• **Challenge**:
Begin with the line containing "[point] at the rocky" and copy each line exactly through the last line of the entries, inclusive.

[Records]
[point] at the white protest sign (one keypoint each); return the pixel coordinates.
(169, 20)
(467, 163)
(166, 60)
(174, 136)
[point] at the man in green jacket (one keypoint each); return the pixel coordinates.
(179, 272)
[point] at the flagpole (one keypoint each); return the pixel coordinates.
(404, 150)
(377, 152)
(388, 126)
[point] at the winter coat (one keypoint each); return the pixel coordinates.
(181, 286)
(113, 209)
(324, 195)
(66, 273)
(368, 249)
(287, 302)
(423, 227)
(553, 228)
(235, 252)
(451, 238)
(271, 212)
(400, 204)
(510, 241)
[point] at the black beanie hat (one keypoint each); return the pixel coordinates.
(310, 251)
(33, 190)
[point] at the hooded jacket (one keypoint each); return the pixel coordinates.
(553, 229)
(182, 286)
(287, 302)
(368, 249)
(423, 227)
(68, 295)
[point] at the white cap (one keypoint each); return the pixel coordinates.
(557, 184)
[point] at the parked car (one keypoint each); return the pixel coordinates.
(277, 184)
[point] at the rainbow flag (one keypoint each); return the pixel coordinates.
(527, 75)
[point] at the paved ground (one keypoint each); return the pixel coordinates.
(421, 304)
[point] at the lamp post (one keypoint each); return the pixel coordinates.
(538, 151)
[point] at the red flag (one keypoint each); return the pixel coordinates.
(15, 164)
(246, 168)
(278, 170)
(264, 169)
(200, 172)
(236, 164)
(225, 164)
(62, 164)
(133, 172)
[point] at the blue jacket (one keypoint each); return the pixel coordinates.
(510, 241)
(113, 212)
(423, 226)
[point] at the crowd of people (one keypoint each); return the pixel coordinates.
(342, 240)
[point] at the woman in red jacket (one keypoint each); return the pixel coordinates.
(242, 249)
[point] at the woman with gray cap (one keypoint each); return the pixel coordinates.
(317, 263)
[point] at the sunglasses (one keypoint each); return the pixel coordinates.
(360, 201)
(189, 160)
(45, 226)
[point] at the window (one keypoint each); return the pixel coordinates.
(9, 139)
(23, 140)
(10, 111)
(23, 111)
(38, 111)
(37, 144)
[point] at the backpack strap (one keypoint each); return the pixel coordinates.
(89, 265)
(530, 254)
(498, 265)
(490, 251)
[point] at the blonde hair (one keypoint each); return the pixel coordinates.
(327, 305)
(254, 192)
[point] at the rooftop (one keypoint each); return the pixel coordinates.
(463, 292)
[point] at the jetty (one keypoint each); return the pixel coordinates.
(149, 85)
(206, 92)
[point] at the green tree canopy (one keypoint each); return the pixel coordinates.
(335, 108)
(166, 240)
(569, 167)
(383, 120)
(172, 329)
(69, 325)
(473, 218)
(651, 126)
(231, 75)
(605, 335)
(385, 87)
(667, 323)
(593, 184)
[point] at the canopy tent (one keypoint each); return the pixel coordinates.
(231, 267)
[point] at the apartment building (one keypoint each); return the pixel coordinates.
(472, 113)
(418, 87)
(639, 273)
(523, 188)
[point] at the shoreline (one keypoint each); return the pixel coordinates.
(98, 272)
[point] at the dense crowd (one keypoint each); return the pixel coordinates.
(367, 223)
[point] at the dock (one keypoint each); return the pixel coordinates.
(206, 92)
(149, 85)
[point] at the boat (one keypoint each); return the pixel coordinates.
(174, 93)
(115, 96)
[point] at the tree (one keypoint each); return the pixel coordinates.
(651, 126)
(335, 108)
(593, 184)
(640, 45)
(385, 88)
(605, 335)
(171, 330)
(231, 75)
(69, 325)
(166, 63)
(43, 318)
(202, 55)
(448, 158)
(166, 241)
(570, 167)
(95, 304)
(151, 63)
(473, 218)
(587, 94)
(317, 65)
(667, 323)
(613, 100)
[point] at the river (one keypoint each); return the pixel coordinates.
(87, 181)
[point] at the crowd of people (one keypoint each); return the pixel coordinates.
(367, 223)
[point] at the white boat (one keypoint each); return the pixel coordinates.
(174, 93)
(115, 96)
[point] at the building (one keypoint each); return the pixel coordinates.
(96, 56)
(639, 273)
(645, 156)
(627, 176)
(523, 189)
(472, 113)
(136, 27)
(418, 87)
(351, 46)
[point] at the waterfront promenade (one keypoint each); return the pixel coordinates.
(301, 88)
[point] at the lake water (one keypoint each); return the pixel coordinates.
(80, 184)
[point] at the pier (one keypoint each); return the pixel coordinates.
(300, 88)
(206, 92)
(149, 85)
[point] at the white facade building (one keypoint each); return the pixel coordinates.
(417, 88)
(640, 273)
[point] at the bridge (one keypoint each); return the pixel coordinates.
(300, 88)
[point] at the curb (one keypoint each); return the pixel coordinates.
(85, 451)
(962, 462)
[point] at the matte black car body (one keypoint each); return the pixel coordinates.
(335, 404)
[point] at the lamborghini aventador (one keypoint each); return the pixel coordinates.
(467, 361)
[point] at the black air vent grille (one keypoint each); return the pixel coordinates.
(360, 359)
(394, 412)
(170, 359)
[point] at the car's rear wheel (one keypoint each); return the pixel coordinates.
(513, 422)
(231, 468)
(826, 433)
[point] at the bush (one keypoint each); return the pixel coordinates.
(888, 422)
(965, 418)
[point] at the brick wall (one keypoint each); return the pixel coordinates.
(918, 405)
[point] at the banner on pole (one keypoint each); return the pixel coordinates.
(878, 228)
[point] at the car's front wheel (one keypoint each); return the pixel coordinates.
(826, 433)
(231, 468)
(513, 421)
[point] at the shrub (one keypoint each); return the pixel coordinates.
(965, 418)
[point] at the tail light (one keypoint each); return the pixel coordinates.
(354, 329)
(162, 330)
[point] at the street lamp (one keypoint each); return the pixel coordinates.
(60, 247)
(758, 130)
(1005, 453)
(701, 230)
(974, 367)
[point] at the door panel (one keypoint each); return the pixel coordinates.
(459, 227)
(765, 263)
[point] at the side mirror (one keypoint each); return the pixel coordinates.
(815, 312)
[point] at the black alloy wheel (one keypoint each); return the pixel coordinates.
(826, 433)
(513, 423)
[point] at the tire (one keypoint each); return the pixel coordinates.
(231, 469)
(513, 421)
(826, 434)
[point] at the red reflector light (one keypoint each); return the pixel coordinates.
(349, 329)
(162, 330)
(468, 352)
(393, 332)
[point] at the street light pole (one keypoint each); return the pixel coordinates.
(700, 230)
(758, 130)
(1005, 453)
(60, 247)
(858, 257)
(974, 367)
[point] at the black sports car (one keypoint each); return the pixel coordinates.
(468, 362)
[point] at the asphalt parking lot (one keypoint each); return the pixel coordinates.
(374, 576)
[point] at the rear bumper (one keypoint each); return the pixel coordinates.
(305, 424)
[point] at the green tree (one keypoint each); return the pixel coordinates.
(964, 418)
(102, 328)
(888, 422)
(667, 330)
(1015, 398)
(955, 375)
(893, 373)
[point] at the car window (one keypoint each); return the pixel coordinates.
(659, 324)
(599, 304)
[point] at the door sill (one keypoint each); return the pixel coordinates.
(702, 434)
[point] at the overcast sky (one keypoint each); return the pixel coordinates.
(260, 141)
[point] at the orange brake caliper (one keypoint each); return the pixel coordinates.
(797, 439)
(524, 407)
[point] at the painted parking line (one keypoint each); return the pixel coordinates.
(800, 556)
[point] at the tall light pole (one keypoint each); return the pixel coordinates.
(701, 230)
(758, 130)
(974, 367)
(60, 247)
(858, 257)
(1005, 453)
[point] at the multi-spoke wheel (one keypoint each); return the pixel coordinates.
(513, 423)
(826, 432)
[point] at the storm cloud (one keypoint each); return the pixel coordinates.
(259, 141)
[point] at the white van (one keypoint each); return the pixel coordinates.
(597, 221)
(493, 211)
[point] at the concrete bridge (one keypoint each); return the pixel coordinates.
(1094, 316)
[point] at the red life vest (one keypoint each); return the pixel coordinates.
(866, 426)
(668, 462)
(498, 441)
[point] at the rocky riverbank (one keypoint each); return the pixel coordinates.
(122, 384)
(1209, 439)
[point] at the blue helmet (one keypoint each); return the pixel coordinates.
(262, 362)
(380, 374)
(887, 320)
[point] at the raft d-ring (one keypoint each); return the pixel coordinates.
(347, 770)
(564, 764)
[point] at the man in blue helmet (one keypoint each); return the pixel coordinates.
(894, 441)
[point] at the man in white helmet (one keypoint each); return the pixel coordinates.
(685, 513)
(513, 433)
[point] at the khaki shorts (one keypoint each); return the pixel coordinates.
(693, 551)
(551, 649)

• **Complete response**:
[point] at the rocky riverbank (one keypoint each); return the pixel coordinates.
(122, 384)
(1209, 439)
[point] at the blue helmet (one keypoint each); return the pixel coordinates.
(262, 362)
(380, 374)
(887, 320)
[point] at the raft d-ring (one keypoint each); return the pixel coordinates.
(347, 770)
(564, 764)
[point] at the man in blue helmet (one keypoint each); return the pixel coordinates.
(894, 441)
[point] at the man in white helmet (one keypoint each); return the pixel coordinates.
(685, 513)
(513, 433)
[point] at the khaki shorts (one keypoint each); return the pixel coordinates.
(693, 551)
(551, 649)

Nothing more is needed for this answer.